**Exercises to complete**
1 > From the forum thread on random fractions that sum to 1, extract the text between "legend('Rand Output','After Normalisation')" and "the corresponding column.", inclusive.
2 > According to the reply in the forum thread on random fractions that sum to 1, why can't the four rows of the matrix have the usual uniform distribution?

**Given passage**
↓↓↓
I need to run a model 1e8+ times. To do this - making sure the model is unbiased - I need to obtain 4 random values comprised between 0 and 1 at each run, and their sum must equal 1 (these values will be area fractions).
So I have tried the following:
Random_Fraction_a = rand(1, 4); % Random Numbers
Random_Fraction_b = Random_Fraction_a ./ sum(Random_Fraction_a); % Random Numbers wich their sum = 1
However, as depicted in the figure below, 'rand' returns uniformly distributed random numbers, which is exactly what I am after, but when I normalise them between [0 1], the distribution changes completely. Now, it is my understanding that this is "statistically normal", but it is not what I need. Do you know, or can you think of any alternative way to obtain 4 random decimal values comprised between 0 and 1, wich their sum gives 1, and that are uniformly distributed row-wise?
Any help is grately appreciated!
See figure (and code) below:
% Example code
for i=1:1e5
Random_Fraction_a = rand(1, 4);
Random_Fraction_b = Random_Fraction_a ./ sum(Random_Fraction_a);
Rand_Fa(:,i)=Random_Fraction_a;
Rand_Fb(:,i)=Random_Fraction_b;
end
figure
for ii=1:4
subplot(2,2,ii)
histogram(Rand_Fa(ii,:))
hold on
histogram(Rand_Fb(ii,:),"FaceAlpha",0.5)
legend('Rand Output','After Normalisation')
end

采纳的回答

Torsten
Torsten 2023-7-14
编辑:Torsten 2023-7-14
You cannot expect the usual uniform distribution for the 4 rows of the matrix. This is impossible since each vector component poses conditions on the others in the corresponding column.
What you can expect is that columns of the matrix are uniformly distributed over the part of the hyperplane x1+x2+x3+x4 = 1 with xi >= 0.
I don't know if this serves your needs.
x = randfixedsum(4,1e5,1,0,1);
for ii=1:4
subplot(2,2,ii)
histogram(x(ii,:),"FaceAlpha",0.5)
legend('After Normalisation')
end
function [x,v] = randfixedsum(n,m,s,a,b)
% [x,v] = randfixedsum(n,m,s,a,b)
%
% This generates an n by m array x, each of whose m columns
% contains n random values lying in the interval [a,b], but
% subject to the condition that their sum be equal to s. The
% scalar value s must accordingly satisfy n*a <= s <= n*b. The
% distribution of values is uniform in the sense that it has the
% conditional probability distribution of a uniform distribution
% over the whole n-cube, given that the sum of the x's is s.
%
% The scalar v, if requested, returns with the total
% n-1 dimensional volume (content) of the subset satisfying
% this condition. Consequently if v, considered as a function
% of s and divided by sqrt(n), is integrated with respect to s
% from s = a to s = b, the result would necessarily be the
% n-dimensional volume of the whole cube, namely (b-a)^n.
%
% This algorithm does no "rejecting" on the sets of x's it
% obtains. It is designed to generate only those that satisfy all
% the above conditions and to do so with a uniform distribution.
↑↑↑
**Supplied records**
↓↓↓
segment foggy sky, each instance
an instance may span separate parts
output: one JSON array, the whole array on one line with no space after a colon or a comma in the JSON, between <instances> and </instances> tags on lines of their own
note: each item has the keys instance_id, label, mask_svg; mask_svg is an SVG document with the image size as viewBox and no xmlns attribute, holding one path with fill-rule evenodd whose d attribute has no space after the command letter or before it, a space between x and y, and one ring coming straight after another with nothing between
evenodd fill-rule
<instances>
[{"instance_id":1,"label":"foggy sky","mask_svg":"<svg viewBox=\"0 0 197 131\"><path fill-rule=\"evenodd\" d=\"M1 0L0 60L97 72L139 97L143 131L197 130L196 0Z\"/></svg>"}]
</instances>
↑↑↑
↓↓↓
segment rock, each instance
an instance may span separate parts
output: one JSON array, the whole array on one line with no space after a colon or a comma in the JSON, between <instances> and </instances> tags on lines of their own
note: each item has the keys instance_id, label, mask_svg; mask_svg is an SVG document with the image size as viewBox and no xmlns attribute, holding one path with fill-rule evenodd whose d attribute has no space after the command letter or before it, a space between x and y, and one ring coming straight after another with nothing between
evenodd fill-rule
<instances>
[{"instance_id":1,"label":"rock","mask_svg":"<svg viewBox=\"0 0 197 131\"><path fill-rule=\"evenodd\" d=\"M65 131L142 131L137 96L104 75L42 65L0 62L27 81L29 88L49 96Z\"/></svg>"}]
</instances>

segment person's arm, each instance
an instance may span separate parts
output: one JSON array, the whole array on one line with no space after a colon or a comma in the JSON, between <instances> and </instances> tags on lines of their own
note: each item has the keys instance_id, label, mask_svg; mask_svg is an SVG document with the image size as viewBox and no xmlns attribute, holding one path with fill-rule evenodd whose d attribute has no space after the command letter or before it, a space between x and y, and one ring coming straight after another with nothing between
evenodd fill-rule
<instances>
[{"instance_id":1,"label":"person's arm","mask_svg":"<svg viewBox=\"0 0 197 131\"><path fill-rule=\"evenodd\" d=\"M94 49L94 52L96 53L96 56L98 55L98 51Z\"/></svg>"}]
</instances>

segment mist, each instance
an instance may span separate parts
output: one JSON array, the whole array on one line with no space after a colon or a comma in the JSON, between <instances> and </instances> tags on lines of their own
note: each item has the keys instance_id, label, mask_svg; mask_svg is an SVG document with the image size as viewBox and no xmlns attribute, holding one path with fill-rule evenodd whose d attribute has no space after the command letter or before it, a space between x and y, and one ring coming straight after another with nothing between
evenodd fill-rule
↑↑↑
**Results for each task**
1 >
legend('Rand Output','After Normalisation')
end

采纳的回答

Torsten
Torsten 2023-7-14
编辑:Torsten 2023-7-14
You cannot expect the usual uniform distribution for the 4 rows of the matrix. This is impossible since each vector component poses conditions on the others in the corresponding column.

2 > It is impossible because each component of the vector places conditions on the other components in the same column. The most that can be expected is that the columns are uniformly distributed over the part of the hyperplane x1+x2+x3+x4 = 1 where every xi >= 0.